• Consigne
Reprenez la critique du film Le Redoutable, reproduite plus bas, et poursuivez-la à partir de sa dernière phrase.

• Extrait cité
_ _ _

À la grâce de défis relevés haut la main, MIchel Hazanavicius est devenu l'un des cinéastes français les plus passionnants à suivre. Qu'il filme un agent secret bouffon, un couple de stars à l'ère du muet ou la guerre de Tchétchénie, c'est d'abord lui-même qu'il met sur la sellette. Le Cinéma comme art de réinvention, une belle idée. Représentée dans sa forme la plus expérimentale par une figure aussi clivante que Jean-Luc Godard.
Voir Hazanavicius s'attaquer à ce gros poisson avait donc de quoi surprendre. Le Redoutable n'a pas besoin de plus de 10 minutes pour balayer les appréhensions. À l'instar d'un Steve Jobs (réalisé par Danny Boyle en 2015) qui n'hésitait pas à amocher l'entrepreneur, le film se refuse à la déférence envers Godard (formidable Louis Garrel). Il prend l'exercice du biopic à rebrousse-poil, enlevant les oripeaux du réalisateur révéré pour dévoiler la fragilité d'un homme incapable de faire la part des choses. D'un autre côté, le biopic multiplie les procédés de mise en scène directement hérités de Godard (intertitres, plans latéraux, séquence en négatif, apartés,...). Cela transforme le portrait à charge (apparent) en une amusante mise en abyme sur le personnage et son cinéma. L'objet et le sujet se répondent mutuellement, merveille de contradiction qui caractérisent la figure de la Nouvelle-Vague.

_ _ _

• Entrées conservées
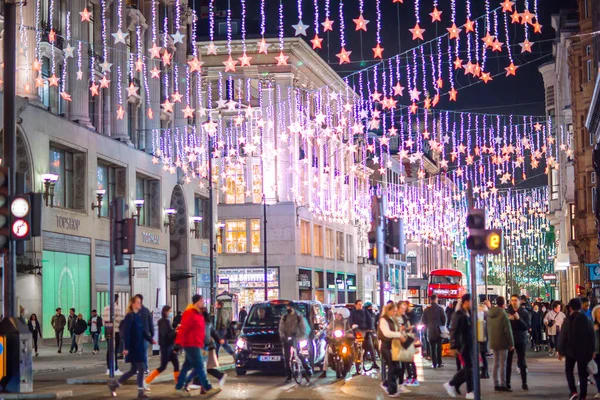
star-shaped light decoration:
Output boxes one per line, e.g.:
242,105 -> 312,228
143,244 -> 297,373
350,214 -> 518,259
188,56 -> 204,72
446,23 -> 462,39
171,29 -> 185,44
63,43 -> 75,58
292,20 -> 310,36
238,52 -> 252,67
321,17 -> 334,32
335,47 -> 352,65
372,43 -> 384,58
148,43 -> 162,58
100,60 -> 112,74
117,105 -> 125,119
181,104 -> 195,118
429,7 -> 443,22
223,55 -> 238,72
258,38 -> 270,54
100,75 -> 110,89
504,62 -> 517,76
519,39 -> 533,54
310,34 -> 323,50
409,22 -> 425,40
48,74 -> 60,86
204,42 -> 219,56
353,14 -> 369,32
112,27 -> 129,44
79,7 -> 92,22
126,82 -> 140,97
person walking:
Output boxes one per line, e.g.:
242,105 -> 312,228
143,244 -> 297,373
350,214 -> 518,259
444,293 -> 477,399
377,303 -> 410,397
544,301 -> 566,357
136,293 -> 154,375
421,294 -> 446,369
88,310 -> 102,355
73,314 -> 87,354
108,295 -> 154,399
175,294 -> 221,397
102,294 -> 123,376
487,296 -> 515,392
506,294 -> 531,391
67,308 -> 77,354
50,307 -> 67,354
146,306 -> 179,385
27,314 -> 42,357
556,298 -> 596,400
215,300 -> 235,357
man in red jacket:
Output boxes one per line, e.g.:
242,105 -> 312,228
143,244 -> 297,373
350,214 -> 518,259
175,294 -> 221,397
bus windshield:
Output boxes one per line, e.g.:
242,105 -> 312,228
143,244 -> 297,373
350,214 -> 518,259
430,275 -> 462,285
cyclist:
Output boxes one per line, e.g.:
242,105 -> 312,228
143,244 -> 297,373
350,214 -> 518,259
350,300 -> 379,375
279,303 -> 312,383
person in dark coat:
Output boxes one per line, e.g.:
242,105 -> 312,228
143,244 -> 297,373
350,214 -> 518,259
444,293 -> 477,399
506,294 -> 531,391
27,314 -> 42,357
146,306 -> 179,385
421,294 -> 446,369
108,295 -> 154,399
557,298 -> 596,399
531,304 -> 544,352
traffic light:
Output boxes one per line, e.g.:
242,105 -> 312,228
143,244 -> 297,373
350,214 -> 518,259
0,166 -> 10,253
467,209 -> 502,254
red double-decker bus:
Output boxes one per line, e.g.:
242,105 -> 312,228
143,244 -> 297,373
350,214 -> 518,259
427,269 -> 466,303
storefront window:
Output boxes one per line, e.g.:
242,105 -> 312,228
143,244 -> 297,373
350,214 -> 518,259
250,219 -> 260,253
225,219 -> 246,253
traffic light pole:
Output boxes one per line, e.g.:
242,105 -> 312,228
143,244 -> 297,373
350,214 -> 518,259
467,182 -> 481,400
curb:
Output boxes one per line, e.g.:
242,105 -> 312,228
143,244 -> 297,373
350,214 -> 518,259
67,364 -> 235,384
0,390 -> 73,400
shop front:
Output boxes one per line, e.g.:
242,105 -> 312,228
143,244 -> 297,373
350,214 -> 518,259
217,267 -> 280,309
39,231 -> 91,337
297,268 -> 312,300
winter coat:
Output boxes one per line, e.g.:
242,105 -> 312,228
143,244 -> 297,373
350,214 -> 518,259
121,312 -> 152,363
279,311 -> 306,340
557,311 -> 596,363
421,303 -> 446,341
450,308 -> 473,352
487,306 -> 515,350
50,314 -> 67,332
506,306 -> 531,344
73,319 -> 87,335
544,310 -> 567,336
175,304 -> 207,349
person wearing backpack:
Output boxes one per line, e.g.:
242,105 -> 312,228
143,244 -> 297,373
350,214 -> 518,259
146,306 -> 179,385
279,303 -> 312,383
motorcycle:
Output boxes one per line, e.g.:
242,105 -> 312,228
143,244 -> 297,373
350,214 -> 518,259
327,329 -> 354,379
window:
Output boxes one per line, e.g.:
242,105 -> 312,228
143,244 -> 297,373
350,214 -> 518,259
346,235 -> 354,263
335,232 -> 346,261
225,219 -> 246,253
325,228 -> 334,259
313,225 -> 323,257
300,221 -> 310,255
250,219 -> 260,253
96,162 -> 117,217
49,145 -> 85,209
225,165 -> 246,204
135,174 -> 161,227
550,168 -> 559,200
252,164 -> 262,204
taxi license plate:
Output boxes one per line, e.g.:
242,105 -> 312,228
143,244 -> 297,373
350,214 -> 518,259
258,356 -> 281,362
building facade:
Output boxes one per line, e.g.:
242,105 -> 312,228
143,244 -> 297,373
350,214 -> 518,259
539,10 -> 581,299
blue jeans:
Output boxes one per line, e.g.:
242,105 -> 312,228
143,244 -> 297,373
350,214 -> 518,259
92,332 -> 100,351
175,347 -> 212,390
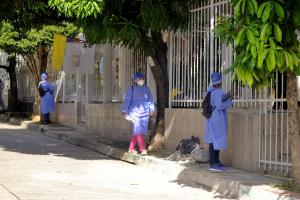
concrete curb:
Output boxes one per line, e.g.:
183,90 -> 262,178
21,121 -> 300,200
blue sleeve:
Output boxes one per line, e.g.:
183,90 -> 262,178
46,83 -> 55,93
147,87 -> 155,112
211,90 -> 232,110
121,87 -> 132,113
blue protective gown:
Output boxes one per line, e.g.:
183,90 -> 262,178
204,87 -> 232,150
121,85 -> 154,135
39,81 -> 55,114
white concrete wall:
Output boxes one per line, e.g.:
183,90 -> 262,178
165,109 -> 261,172
87,103 -> 131,141
50,103 -> 77,127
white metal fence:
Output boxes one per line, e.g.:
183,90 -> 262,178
169,0 -> 292,175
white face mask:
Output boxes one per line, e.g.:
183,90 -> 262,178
137,80 -> 145,86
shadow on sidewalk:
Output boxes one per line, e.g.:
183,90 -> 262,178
0,127 -> 111,160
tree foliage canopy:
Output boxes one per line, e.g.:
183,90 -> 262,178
49,0 -> 192,48
0,0 -> 78,55
215,0 -> 300,87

_ _ _

• Réponse attendue
À son premier niveau de lecture, Le Redoutable dresse une peinture comique d'un artiste à la fois raccord et totalement décalé avec son époque ou ses admirateurs. La plume acérée d'Hazanavicius (basée sur la biographie de Anne Wiazemsky) fait merveille ici, cumulant les scénettes drôles et malaisantes. Toutes sont très signifiantes, puisqu'elles traduisent l'aveuglement de Godard quant à ses ambitions contraires et à son pédantisme (le gimmick des lunettes cassées, assez limpide) sans occulter ses aspects les plus tendres.
Force est de constater qu'il n'y a pas de héros dans le film mais une héroïne. Concentrant toute l'émotion autour de Anne Wiazemsky (Tracy Martin, magnifique), le récit opère un mue dramatique dans son dernier tiers. Car avant d'être le portrait d'un homme, Le Redoutable est la chronique d'un amour perdu, noyé dans une tambouille politico-auteurisante et les postures nébuleuses. On termine le long-métrage comme Wiazemsky, avec le constat amer d'un homme qui voulait rassembler chacun.e mais n'a réussi qu'à s'isoler de tous. En tout cas, c'est la première fois que je vois un bras d'honneur effectué avec autant de respect. Hazanavicius, l'homme le plus classe du monde ?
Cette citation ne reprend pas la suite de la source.